[Opgeslagen datasetitems]
####################

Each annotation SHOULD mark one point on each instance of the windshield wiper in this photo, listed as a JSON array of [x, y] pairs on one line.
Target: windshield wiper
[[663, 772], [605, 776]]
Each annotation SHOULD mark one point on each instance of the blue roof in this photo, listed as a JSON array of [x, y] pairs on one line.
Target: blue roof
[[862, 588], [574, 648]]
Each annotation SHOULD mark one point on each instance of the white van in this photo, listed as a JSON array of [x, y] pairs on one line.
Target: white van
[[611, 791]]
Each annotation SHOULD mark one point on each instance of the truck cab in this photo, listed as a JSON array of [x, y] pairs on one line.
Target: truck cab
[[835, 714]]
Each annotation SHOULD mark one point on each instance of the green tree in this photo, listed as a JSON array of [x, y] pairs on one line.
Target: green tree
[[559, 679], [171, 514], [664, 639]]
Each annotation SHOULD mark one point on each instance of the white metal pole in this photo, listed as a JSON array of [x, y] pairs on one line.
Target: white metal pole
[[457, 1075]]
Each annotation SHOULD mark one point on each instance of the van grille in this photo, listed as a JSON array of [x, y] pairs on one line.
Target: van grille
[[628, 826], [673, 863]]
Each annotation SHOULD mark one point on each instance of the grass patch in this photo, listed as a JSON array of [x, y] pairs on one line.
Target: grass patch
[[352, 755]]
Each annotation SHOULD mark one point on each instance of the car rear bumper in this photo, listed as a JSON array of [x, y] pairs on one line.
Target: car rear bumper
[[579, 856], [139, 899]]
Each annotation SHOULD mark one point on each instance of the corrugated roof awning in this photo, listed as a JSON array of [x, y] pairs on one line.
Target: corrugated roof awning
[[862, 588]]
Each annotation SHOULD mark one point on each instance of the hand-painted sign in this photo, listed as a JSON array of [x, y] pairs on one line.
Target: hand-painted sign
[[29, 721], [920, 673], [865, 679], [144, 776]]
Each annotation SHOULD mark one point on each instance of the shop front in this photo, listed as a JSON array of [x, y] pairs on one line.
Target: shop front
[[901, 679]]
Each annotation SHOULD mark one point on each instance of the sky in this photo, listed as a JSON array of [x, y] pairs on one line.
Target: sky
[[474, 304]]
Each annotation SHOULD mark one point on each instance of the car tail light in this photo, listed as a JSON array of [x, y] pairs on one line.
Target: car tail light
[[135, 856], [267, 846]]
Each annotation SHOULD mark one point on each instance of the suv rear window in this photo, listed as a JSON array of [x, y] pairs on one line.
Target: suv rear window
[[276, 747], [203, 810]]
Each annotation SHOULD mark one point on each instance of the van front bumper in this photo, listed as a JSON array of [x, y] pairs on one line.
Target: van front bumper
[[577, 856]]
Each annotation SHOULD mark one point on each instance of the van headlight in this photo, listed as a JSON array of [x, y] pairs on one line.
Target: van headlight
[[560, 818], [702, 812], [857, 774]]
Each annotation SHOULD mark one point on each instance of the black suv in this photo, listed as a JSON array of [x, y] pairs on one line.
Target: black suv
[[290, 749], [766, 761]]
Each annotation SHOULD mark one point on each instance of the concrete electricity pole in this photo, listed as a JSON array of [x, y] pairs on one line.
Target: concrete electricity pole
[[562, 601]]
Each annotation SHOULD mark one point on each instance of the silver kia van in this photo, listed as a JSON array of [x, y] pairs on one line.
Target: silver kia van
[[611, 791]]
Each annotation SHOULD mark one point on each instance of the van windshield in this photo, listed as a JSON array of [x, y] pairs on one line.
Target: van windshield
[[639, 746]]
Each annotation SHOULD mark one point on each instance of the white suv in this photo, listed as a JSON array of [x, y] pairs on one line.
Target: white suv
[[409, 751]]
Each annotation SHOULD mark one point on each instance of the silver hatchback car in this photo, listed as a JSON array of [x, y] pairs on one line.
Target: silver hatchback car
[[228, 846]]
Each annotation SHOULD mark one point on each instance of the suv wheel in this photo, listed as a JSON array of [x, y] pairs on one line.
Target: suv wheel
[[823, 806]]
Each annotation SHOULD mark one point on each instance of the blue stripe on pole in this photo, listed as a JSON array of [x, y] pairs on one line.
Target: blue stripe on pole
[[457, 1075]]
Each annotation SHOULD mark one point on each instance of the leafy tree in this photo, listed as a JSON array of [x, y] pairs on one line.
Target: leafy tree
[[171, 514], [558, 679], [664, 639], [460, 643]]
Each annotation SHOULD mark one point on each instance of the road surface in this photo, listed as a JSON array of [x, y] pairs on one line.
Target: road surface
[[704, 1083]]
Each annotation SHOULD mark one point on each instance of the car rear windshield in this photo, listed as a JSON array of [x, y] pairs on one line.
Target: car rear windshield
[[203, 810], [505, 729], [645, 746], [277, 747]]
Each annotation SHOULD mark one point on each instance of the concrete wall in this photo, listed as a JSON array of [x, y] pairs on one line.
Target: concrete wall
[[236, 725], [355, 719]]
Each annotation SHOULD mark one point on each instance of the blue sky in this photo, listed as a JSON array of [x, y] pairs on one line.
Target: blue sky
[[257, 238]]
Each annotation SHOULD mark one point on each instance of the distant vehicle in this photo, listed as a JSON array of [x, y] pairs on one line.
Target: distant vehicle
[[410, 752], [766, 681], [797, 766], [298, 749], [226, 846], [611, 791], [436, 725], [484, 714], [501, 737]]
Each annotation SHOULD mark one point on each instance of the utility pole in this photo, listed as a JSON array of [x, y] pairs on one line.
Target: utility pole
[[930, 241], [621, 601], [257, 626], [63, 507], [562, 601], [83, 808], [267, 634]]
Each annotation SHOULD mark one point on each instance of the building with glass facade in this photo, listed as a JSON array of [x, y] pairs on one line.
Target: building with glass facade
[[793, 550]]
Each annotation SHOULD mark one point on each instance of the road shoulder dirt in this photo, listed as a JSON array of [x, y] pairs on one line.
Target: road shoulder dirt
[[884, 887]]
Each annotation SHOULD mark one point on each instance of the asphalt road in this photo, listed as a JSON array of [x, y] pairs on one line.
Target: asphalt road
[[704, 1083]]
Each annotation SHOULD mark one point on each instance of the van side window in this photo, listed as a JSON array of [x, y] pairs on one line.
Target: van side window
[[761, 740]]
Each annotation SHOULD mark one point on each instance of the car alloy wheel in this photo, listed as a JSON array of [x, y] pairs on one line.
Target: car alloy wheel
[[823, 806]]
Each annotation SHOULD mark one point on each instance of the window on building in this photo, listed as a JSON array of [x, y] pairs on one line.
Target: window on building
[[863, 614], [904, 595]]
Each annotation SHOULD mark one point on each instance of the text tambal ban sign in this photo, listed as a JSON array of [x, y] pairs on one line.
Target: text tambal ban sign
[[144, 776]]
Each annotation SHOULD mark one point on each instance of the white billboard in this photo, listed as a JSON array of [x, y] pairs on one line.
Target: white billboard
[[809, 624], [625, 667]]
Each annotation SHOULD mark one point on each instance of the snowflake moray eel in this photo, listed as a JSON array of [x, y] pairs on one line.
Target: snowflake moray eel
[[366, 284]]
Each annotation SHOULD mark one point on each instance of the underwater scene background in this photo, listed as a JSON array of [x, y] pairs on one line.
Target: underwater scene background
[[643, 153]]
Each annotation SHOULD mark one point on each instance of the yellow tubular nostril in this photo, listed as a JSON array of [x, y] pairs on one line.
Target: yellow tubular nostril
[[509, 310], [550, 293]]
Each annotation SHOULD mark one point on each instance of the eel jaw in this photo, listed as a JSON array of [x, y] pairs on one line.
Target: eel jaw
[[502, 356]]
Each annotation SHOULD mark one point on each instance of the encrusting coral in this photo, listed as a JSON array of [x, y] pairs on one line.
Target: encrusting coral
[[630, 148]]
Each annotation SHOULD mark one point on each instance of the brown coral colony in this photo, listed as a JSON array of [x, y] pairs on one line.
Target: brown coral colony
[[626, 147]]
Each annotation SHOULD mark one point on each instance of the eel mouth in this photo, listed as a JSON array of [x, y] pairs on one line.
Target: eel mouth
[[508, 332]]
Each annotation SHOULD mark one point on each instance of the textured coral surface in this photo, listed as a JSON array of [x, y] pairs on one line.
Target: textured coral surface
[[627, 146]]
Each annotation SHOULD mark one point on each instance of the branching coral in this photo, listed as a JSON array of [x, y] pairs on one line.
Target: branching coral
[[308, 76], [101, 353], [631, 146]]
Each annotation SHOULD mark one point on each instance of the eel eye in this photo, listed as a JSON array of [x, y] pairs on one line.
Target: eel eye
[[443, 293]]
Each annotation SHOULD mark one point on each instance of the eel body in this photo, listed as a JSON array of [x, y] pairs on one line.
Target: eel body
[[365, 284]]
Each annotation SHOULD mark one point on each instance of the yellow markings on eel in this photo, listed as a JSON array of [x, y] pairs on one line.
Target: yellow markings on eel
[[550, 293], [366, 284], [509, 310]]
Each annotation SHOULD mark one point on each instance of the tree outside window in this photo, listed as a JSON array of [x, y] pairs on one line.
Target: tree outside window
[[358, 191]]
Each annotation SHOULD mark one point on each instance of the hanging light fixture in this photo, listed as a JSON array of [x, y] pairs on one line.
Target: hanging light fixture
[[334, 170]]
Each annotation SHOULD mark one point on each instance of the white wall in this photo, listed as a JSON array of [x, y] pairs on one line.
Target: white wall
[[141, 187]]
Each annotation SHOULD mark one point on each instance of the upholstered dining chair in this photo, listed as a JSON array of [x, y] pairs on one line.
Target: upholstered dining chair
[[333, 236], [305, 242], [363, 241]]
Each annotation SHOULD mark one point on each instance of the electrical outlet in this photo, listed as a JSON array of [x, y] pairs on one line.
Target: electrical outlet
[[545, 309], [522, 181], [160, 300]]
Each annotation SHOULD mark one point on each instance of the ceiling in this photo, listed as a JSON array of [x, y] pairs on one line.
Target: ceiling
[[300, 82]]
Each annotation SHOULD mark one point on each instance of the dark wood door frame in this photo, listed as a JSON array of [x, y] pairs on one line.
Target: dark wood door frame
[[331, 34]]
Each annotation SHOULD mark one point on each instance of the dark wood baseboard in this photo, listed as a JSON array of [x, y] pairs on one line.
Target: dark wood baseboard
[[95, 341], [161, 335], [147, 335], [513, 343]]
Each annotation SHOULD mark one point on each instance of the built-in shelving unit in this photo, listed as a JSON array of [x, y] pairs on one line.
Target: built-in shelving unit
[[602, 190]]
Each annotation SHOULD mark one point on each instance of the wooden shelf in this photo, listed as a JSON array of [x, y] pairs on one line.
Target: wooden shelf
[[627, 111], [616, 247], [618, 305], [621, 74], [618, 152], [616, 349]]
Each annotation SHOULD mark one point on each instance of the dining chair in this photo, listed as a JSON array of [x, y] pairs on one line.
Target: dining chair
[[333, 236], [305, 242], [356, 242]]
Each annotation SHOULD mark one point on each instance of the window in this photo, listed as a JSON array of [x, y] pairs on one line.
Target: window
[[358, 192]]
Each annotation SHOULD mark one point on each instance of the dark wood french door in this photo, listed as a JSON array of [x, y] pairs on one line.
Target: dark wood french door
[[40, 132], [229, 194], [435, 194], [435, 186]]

####################

**Opdracht**
Neem uit de items hierboven alles letterlijk over, van de regel met "of the shop" tot en met de regel met "[[639, 746]]".

**Oplossing**
Each annotation SHOULD mark one point on each instance of the shop front in this photo, listed as a JSON array of [x, y] pairs on one line.
Target: shop front
[[901, 679]]
Each annotation SHOULD mark one point on each instance of the sky in this photo, listed as a JSON array of [x, y] pairs on one line.
Target: sky
[[474, 304]]
Each annotation SHOULD mark one point on each instance of the car tail light in this photo, listed as a JSON array of [x, y] pairs on one line.
Target: car tail light
[[135, 856], [267, 846]]
Each annotation SHOULD mark one point on each instance of the suv rear window in this photo, listed as a JSON array of [x, y] pairs on one line.
Target: suv rear window
[[276, 747], [203, 810]]
Each annotation SHOULD mark one point on each instance of the van front bumper in this photo, listed as a JSON array of [x, y] pairs on one line.
Target: van front bumper
[[577, 856]]
Each annotation SHOULD mark one point on each instance of the van headlight in this photo, listed as a JSON array of [x, y] pairs on one line.
Target: van headlight
[[560, 818], [702, 812], [857, 774]]
Each annotation SHOULD mark one point on each instance of the black suv in this photo, listed as a JSON array of [x, y] pairs on one line.
Target: black suv
[[290, 749], [766, 761]]
Each annotation SHOULD mark one point on each instance of the concrete electricity pole in this photo, listed as a JSON array of [x, y] pairs on one line.
Target: concrete electricity pole
[[562, 601]]
Each annotation SHOULD mark one point on each instance of the silver kia van in this photo, listed as a JSON array of [x, y] pairs on one line.
Target: silver kia van
[[611, 791]]
Each annotation SHOULD mark one point on each instance of the van windshield in this photo, listed as a JSON array of [x, y] pairs on one line.
Target: van windshield
[[639, 746]]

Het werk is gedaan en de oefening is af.